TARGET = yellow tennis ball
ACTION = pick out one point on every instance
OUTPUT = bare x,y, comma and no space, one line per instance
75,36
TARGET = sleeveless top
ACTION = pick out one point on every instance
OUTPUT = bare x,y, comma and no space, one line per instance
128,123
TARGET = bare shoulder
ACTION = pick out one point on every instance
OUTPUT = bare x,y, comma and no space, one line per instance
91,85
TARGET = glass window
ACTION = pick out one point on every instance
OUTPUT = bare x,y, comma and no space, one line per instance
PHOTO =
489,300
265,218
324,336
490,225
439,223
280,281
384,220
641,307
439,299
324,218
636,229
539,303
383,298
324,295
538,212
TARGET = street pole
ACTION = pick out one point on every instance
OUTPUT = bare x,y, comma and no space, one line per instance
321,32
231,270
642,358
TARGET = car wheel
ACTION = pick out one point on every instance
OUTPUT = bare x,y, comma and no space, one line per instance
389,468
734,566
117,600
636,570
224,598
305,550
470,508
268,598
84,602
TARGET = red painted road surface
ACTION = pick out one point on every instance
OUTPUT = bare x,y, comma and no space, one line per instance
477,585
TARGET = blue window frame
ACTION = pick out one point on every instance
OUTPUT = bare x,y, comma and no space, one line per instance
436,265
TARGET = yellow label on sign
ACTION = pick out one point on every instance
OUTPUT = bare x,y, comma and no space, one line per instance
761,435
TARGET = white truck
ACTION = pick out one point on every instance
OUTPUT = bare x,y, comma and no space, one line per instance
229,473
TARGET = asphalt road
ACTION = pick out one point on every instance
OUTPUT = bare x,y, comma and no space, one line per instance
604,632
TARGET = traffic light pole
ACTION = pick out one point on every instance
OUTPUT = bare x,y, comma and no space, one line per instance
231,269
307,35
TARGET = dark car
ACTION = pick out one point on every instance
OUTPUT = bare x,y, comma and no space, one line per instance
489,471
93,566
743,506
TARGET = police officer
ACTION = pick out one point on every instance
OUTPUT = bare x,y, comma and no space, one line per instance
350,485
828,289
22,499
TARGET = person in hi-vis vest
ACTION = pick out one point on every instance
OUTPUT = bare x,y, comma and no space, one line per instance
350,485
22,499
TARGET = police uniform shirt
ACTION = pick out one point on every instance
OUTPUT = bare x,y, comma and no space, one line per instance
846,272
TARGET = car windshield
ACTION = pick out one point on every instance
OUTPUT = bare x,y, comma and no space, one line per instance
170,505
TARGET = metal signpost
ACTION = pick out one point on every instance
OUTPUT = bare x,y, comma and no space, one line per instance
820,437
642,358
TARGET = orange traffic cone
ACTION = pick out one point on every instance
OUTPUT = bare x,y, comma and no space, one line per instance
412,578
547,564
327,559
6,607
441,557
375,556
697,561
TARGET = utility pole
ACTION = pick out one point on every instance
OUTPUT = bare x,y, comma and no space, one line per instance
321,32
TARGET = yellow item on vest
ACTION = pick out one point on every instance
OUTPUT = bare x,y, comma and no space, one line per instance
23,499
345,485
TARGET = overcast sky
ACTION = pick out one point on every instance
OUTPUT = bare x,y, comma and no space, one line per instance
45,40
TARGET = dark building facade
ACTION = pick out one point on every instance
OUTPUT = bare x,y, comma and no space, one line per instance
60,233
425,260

+ + + + + + +

TO BE DONE> Copy out every entry above again, swapping "pick out" for "mark" wherever it occurs and leaving everything else as it is.

THE RESPONSE>
TARGET = yellow tennis ball
ACTION = mark one point on every instance
OUTPUT = bare x,y, comma and no space, one line per instance
75,36
TARGET = sleeveless top
ACTION = mark one point on every instance
OUTPUT = bare x,y, comma and no space, one line per instance
128,123
TARGET = bare shoulder
ACTION = mark one point on every instance
OUTPUT = bare x,y, comma and no space, one line per instance
91,85
TARGET = glass window
ACTION = mark one point on every instance
OUTPUT = bare x,y, comma and no space, one line per instance
PHOTO =
489,300
265,218
324,336
490,225
439,223
280,281
384,220
641,307
439,299
324,218
636,229
539,303
383,298
324,295
538,212
TARGET = street pole
ACTION = mark one point on every instance
OUTPUT = bare x,y, comma and no space, one line per instance
321,32
231,270
642,358
TARGET = car wheel
ACTION = mark one point on every instance
OUTPUT = bare x,y, comma and no space, one line per instance
389,468
734,566
117,600
636,570
224,598
305,550
470,508
268,598
84,602
TARGET = red painted road surface
ACTION = mark one point on every instance
OUTPUT = bare x,y, comma and no space, one line per instance
477,585
TARGET = blue window frame
ACTION = mark one point on every instance
OUTPUT = bare x,y, comma and no space, one line per instance
436,265
TARGET = yellow label on sign
ACTION = mark one point on every instance
OUTPUT = bare x,y, comma and no space, one line per instance
761,435
TARGET = white truck
ACTION = mark one point on every instance
OUTPUT = bare x,y, comma and no space, one line per instance
229,473
TARGET = asphalt road
ACTION = mark one point on every instance
OUTPUT = bare x,y, comma and no space, one line per instance
604,632
TARGET = traffic light pole
ACTION = mark one point on every instance
OUTPUT = bare x,y, comma and no space, one line per instance
231,269
307,35
TARGET = dark car
ACTION = mark one point on every instance
OUTPUT = bare x,y, comma and no space, one line per instance
489,471
93,566
743,506
TARGET = police officer
ACTION = mark one point on every instance
OUTPUT = bare x,y, comma and no space, one line per instance
350,485
828,289
22,499
TARGET = person in hi-vis vest
ACTION = mark one point on every instance
OUTPUT = bare x,y, comma and no space, one line per instance
350,485
22,499
TARGET = police uniform shirt
ACTION = mark one point on every instance
OUTPUT = bare x,y, comma and no space, one line per instance
846,272
TARGET = car windshield
ACTION = mark one point on every instance
OUTPUT = bare x,y, comma and no space, one line per instance
170,505
TARGET = metal signpost
ACTION = mark one point on every instance
OUTPUT = bare x,y, comma and no space, one line per instance
820,437
642,358
TARGET = orange traffic cone
ACTION = mark one point on every instance
OUTPUT = bare x,y, comma and no space, one line per instance
412,578
547,564
327,559
6,607
441,557
375,556
697,561
TARGET = utility pole
ACTION = mark one point on every instance
OUTPUT = bare x,y, comma and no space, one line per instance
321,32
TARGET = yellow item on vest
ACTION = mark one point on every instance
OUTPUT = bare x,y, comma and no space, one line per instance
23,499
345,485
TARGET = overcast sky
ACTION = mark one point on every instance
OUTPUT = bare x,y, comma and no space, one line per instance
45,40
TARGET = dark building facade
ACTION = mark one point on every instance
OUTPUT = bare x,y, comma and no space, one line per instance
60,233
425,260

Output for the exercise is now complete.